> [The problem]:
List every line of the entries below that contains the string "post", copying each line in full. Matching is case-sensitive.

# # # #

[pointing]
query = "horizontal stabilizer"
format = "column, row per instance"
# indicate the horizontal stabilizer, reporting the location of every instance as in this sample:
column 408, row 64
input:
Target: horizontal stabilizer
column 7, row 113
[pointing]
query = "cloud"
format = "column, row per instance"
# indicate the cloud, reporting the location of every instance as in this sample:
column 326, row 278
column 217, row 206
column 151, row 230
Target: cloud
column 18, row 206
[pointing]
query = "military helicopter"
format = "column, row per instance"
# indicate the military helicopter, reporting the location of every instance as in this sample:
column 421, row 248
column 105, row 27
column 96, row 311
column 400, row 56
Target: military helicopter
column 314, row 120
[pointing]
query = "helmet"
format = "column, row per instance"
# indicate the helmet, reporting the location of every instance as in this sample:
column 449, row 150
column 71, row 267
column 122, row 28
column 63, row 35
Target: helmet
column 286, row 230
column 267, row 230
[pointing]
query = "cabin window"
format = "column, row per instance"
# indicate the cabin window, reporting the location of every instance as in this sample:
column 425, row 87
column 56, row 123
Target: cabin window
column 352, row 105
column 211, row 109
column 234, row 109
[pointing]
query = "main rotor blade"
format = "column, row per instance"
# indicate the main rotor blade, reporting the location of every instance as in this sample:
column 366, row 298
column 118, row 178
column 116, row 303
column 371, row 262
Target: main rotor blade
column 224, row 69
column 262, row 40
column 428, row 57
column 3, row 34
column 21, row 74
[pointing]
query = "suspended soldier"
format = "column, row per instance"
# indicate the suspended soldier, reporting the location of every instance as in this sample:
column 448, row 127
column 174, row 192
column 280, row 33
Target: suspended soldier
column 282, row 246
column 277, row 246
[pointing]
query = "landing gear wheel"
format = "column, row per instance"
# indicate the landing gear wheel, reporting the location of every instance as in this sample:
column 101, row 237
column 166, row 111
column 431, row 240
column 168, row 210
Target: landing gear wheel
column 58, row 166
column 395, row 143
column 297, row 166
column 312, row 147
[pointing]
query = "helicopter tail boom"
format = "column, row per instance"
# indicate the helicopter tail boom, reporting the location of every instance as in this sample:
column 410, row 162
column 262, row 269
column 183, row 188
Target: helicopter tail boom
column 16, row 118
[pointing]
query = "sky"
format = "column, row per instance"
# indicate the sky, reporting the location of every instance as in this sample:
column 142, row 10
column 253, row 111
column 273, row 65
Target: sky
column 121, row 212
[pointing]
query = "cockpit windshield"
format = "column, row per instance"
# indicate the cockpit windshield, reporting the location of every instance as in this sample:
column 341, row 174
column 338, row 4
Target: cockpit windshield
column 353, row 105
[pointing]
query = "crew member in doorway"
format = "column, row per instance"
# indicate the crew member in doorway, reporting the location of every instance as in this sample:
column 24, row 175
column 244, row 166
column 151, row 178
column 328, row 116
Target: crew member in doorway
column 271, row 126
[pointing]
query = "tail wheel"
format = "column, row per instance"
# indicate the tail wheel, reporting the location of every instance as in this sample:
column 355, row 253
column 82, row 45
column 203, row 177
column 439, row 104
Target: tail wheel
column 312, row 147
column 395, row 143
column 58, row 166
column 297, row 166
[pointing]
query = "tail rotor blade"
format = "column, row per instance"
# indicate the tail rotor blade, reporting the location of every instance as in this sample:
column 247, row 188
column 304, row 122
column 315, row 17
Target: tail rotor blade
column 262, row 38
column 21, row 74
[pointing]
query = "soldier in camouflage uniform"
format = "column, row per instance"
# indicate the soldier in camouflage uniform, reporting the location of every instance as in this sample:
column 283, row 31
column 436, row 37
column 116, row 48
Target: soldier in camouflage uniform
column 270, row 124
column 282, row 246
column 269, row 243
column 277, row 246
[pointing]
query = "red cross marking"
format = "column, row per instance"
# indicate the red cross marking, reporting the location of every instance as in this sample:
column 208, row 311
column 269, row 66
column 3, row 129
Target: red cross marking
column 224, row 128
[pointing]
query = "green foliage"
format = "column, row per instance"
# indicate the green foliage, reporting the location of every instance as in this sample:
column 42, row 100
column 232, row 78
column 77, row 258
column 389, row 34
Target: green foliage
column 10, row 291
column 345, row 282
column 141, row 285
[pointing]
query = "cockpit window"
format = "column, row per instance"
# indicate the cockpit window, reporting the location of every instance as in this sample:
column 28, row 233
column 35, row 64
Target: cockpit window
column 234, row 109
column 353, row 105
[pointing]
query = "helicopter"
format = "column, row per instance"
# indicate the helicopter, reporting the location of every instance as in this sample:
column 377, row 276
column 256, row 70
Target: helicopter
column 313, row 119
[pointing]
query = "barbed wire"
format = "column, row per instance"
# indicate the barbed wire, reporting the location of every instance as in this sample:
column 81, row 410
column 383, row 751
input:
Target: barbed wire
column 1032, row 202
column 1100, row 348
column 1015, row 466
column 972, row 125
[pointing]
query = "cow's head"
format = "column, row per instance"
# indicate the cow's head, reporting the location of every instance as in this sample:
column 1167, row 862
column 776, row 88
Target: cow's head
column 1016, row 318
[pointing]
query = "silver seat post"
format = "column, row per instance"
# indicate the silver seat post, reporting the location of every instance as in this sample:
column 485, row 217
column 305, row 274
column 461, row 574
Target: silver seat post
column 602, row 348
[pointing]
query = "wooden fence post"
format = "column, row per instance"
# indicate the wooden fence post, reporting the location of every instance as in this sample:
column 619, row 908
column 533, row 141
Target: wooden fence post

# # # #

> [Task output]:
query = "silver seat post"
# indicate the silver seat post, reporting the location of every instance as in this sample:
Target: silver seat post
query = "wooden fence post"
# indicate the wooden fence post, reporting the location of every instance as in this sample:
Target: wooden fence post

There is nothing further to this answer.